* Written exercise
Could every line of the data be printed exactly as it reads?

* Information given
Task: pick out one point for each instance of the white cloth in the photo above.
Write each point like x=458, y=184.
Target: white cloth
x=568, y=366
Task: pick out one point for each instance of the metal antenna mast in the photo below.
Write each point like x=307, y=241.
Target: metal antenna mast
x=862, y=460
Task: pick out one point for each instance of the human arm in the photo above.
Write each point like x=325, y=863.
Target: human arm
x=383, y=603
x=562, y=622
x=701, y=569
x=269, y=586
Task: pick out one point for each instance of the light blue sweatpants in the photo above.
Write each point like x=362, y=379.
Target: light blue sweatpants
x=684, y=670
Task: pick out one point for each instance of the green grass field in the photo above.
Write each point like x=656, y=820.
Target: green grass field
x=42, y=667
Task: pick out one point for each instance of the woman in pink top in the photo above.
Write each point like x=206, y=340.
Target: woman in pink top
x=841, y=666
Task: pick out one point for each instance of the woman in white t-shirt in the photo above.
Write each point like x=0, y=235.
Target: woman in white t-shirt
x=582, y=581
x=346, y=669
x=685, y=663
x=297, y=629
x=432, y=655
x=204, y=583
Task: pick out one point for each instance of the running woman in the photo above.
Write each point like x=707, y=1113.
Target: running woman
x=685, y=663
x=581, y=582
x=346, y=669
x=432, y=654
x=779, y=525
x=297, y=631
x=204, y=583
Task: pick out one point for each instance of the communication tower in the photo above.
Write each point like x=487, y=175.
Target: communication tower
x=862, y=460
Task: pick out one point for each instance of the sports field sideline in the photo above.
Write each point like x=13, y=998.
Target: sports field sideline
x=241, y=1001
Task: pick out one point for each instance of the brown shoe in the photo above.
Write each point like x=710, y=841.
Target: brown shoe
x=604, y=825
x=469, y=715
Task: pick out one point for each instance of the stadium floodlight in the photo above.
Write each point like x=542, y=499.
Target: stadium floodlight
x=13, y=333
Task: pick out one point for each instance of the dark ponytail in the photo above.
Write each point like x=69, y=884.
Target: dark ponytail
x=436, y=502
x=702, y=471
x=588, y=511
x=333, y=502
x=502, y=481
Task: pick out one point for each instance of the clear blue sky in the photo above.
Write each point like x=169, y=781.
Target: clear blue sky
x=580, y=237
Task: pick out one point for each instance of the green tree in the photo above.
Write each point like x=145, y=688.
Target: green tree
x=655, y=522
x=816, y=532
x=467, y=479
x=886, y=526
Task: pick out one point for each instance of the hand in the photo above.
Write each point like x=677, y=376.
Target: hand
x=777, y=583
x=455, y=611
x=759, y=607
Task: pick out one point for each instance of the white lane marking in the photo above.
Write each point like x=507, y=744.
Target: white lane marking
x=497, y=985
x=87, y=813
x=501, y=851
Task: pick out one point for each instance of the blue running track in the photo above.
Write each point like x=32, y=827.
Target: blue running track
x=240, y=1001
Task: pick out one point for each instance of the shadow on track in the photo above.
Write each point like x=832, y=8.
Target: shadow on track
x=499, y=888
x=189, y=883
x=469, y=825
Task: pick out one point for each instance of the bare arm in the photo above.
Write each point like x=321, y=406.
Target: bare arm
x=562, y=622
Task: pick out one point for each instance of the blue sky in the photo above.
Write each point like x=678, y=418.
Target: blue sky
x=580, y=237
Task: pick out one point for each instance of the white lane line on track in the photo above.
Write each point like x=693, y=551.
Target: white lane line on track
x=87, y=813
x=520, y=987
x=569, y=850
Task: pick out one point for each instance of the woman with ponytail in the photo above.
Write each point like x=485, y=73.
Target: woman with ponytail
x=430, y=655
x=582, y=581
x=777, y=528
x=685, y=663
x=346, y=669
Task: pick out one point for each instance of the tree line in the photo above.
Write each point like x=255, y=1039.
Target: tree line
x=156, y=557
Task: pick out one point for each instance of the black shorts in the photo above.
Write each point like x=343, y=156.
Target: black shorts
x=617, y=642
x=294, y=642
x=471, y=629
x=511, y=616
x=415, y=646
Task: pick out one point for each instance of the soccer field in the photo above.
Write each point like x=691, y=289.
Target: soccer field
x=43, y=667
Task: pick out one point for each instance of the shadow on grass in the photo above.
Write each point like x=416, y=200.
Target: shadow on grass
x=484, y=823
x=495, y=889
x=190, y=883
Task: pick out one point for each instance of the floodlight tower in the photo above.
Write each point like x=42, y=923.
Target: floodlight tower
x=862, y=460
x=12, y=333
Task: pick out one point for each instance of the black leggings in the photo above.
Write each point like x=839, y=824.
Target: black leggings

* Expected output
Task: pick out one point for each instance of the white cloth in the photo above.
Write each point like x=458, y=184.
Target: white cloth
x=568, y=366
Task: pick out one point for each instance of the metal antenna mast in the photo below.
Write each point like x=307, y=241.
Target: metal antenna mast
x=862, y=460
Task: pick out one point for each instance of the human arm in the photo above.
Write each point like x=325, y=863.
Target: human arm
x=383, y=603
x=562, y=622
x=701, y=569
x=269, y=586
Task: pick out one point for each instance of the light blue sweatpants in the photo above.
Write each point like x=362, y=379.
Target: light blue sweatpants
x=684, y=670
Task: pick out one point for each instance of the green grass field in the photo above.
Write each point like x=656, y=820.
Target: green grass field
x=42, y=667
Task: pick out one point for each instance of the woman in pink top in the photo above.
Write each point like x=206, y=340.
Target: woman in pink top
x=841, y=666
Task: pick out one point for each instance of the woman in white t-shirt in the photo above.
Write each point like x=0, y=235.
Target: woman in white t-shirt
x=582, y=581
x=346, y=669
x=685, y=663
x=297, y=629
x=432, y=655
x=204, y=583
Task: pick out one point for each instance of the running woman in the photo above.
Write each point like x=707, y=1113.
Target: running woman
x=685, y=663
x=581, y=582
x=346, y=669
x=432, y=654
x=779, y=525
x=297, y=631
x=204, y=583
Task: pick out one point for each instance of the communication tower in the photo above.
Write each point like x=487, y=175.
Target: communication tower
x=862, y=460
Task: pick out one point for each instance of the sports field sideline in the photo above.
Write each point like x=13, y=998.
Target: sports field sideline
x=241, y=1001
Task: pick out one point for each instance of the brown shoe in the photo above.
Write each point like x=710, y=841.
Target: brown shoe
x=604, y=825
x=469, y=715
Task: pick out one point for each instance of the stadium floodlight in the photo above.
Write each point like x=542, y=499.
Target: stadium floodlight
x=13, y=333
Task: pick out one point for each instance of the dark ponytail in the photo above.
Write each point like x=69, y=884.
Target: dark ponytail
x=436, y=502
x=702, y=471
x=588, y=511
x=333, y=502
x=502, y=481
Task: pick out one point for each instance of the clear blue sky in the photo above.
Write each point like x=169, y=781.
Target: clear blue sky
x=580, y=237
Task: pick out one point for each instance of the green tree in the photo above.
Write each point like x=145, y=688.
Target: green tree
x=655, y=522
x=816, y=532
x=467, y=479
x=886, y=526
Task: pick out one point for each instance of the hand in the photo above.
Write each point like x=677, y=376.
Target: hand
x=777, y=583
x=455, y=611
x=759, y=607
Task: pick out one point for each instance of the white lane marking in the photo above.
Write each point like x=507, y=744.
Target: white lane marking
x=497, y=985
x=87, y=813
x=501, y=851
Task: pick out one point for each instance of the blue running track in the photo above.
Write each point like x=32, y=827.
Target: blue running track
x=240, y=1001
Task: pick out one point for each instance of the shadow on track in the photo above.
Write each point like x=832, y=8.
Target: shadow on track
x=499, y=888
x=189, y=883
x=469, y=825
Task: pick out one point for each instance of the bare arm in the photo above.
Write each point like x=321, y=406.
Target: bare arm
x=562, y=622
Task: pick out one point for each instance of the blue sky in the photo above.
Write each point like x=678, y=418.
Target: blue sky
x=580, y=237
Task: pick out one point for each instance of the white lane line on track in the photo above.
Write each point like x=693, y=551.
Target: white lane line on track
x=87, y=813
x=520, y=987
x=569, y=850
Task: pick out one point for each instance of the woman with ponytail in the photo above.
Write each point like x=485, y=73.
Target: woman with ponytail
x=430, y=655
x=582, y=581
x=777, y=528
x=685, y=663
x=346, y=669
Task: pick out one point for each instance of the tree line in the photo above.
Write each point like x=255, y=1039.
Target: tree line
x=156, y=557
Task: pick out one point for each instance of the black shorts in the photo above.
Write each point like x=343, y=156.
Target: black shorts
x=617, y=642
x=294, y=642
x=471, y=629
x=511, y=616
x=415, y=646
Task: pick out one point for each instance of the soccer field in the photo above.
Write each point like x=691, y=289.
Target: soccer field
x=43, y=667
Task: pick out one point for each instance of the shadow on grass in the photo above.
Write each point like x=416, y=200.
Target: shadow on grass
x=484, y=823
x=495, y=889
x=190, y=883
Task: pick out one point for each instance of the floodlight tower in the photo above.
Write each point like x=42, y=923.
Target: floodlight tower
x=862, y=460
x=12, y=333
Task: pick out one point for each instance of the black leggings in the photo above.
Write each point like x=839, y=824.
Target: black leggings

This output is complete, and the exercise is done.